Text provided ▸
Christian IV, Count Palatine of Zweibrücken-Birkenfeld (6 September 1722 in Bischweiler – 5 November 1775 in Herschweiler-Pettersheim) was Duke of Zweibrücken from 1735 to 1775.

Early life and family
Christian IV was born in Bischweiler on 6 September 1722, the son of Christian III, Count Palatine of Zweibrücken and his wife, Caroline of Nassau-Saarbrücken.

Marriage and issue
In 1751 he married, morganatically, Maria Johanna Camasse (1734–1807, created Countess of Forbach in 1757).  They had six children, who were unable to succeed to their father's Duchy due to the morganatic nature of their parents' marriage at first, but in 1792 were allowed to carry the name Freiherr von Zweibrücken:

 Christian, Count of Forbach, Marquis of Deux-Ponts (1752–1817), Royal Bavarian General der Infanterie
 Philippe Guillaume (later renamed to Wilhelm), Count of Forbach, Viscount of Deux-Ponts (1754–1807)

Required work ▸
A) According to the text on Christian IV, who was his mother?
B) For each statement, say whether it agrees with the text on Christian IV, and quote the words from the text that decide it: (i) Christian IV married Maria Johanna Camasse in 1751. (ii) Christian IV and Maria Johanna Camasse had four children. (iii) Christian IV was Duke of Zweibrücken until 1780.
C) Extend the text on Christian IV, starting after its last line.

Data lines ▸
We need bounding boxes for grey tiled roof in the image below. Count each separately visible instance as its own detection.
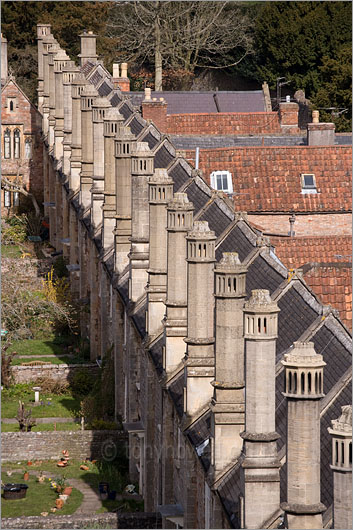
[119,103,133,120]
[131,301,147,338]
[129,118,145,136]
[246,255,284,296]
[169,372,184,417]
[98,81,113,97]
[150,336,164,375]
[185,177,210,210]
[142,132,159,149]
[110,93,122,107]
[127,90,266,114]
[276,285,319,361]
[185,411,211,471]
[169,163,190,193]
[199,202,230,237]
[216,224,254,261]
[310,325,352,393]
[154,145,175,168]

==

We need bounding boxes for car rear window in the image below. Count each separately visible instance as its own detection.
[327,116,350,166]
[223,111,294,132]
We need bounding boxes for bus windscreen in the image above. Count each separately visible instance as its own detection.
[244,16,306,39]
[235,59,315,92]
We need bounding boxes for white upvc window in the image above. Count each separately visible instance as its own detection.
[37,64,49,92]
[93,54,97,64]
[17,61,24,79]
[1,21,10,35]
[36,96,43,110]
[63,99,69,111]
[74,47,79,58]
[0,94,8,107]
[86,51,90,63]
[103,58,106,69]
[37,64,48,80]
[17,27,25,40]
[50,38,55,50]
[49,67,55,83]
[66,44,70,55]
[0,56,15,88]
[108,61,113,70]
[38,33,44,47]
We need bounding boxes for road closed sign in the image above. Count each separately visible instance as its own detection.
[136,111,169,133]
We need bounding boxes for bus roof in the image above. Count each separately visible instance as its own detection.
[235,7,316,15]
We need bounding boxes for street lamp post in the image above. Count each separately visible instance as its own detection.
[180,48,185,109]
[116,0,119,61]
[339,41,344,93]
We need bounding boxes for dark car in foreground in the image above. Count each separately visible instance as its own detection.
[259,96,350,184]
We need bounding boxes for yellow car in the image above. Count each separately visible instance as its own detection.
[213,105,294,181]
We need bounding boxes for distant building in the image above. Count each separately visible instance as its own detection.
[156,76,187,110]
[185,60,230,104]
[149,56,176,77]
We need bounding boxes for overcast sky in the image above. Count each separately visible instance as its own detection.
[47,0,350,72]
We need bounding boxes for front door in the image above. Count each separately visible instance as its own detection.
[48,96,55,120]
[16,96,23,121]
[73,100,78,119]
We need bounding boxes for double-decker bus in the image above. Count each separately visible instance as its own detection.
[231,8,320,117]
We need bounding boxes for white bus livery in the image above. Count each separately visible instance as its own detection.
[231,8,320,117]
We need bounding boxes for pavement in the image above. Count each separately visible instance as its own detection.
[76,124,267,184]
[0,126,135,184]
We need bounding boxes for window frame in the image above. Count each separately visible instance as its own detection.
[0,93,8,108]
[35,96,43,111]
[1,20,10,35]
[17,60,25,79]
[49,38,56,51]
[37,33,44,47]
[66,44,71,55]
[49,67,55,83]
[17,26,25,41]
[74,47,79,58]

--

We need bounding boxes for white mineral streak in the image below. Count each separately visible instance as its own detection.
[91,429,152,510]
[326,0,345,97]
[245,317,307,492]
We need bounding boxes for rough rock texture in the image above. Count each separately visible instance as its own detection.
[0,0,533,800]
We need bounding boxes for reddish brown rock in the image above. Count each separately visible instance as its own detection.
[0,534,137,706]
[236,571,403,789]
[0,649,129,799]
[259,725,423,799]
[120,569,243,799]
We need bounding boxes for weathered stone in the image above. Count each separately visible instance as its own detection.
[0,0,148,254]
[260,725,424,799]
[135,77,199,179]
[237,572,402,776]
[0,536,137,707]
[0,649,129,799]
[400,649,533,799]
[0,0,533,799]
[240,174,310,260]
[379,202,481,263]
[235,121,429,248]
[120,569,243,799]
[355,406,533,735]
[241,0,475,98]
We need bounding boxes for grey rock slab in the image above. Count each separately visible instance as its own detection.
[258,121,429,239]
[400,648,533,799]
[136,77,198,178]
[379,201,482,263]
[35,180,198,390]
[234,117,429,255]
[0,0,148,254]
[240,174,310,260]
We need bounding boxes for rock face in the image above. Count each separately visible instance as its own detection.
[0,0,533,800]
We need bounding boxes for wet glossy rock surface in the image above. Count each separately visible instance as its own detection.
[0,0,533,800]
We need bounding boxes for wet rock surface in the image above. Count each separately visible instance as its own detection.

Outputs in order ▸
A) Caroline of Nassau-Saarbrücken

B)
(i) Yes: "In 1751 he married, morganatically, Maria Johanna Camasse"
(ii) No: "They had six children"
(iii) No: "was Duke of Zweibrücken from 1735 to 1775"

C)
 Maria Anna Caroline von Zweibrücken (1756–1806)
 Karl Ludwig, Baron of Zweybrücken (1759–63)
 Elisabeth Auguste Friederike von Zweibrücken (1766–1836)
 Julius August Maximilian, Baron of Zweybrücken (1771–73)

His grandson Christian Freiherr von Zweibrücken (1782–1859, son of Philipp Guillaume) was a Royal Bavarian General der Kavallerie and Generalkapitän of the Hartschiere.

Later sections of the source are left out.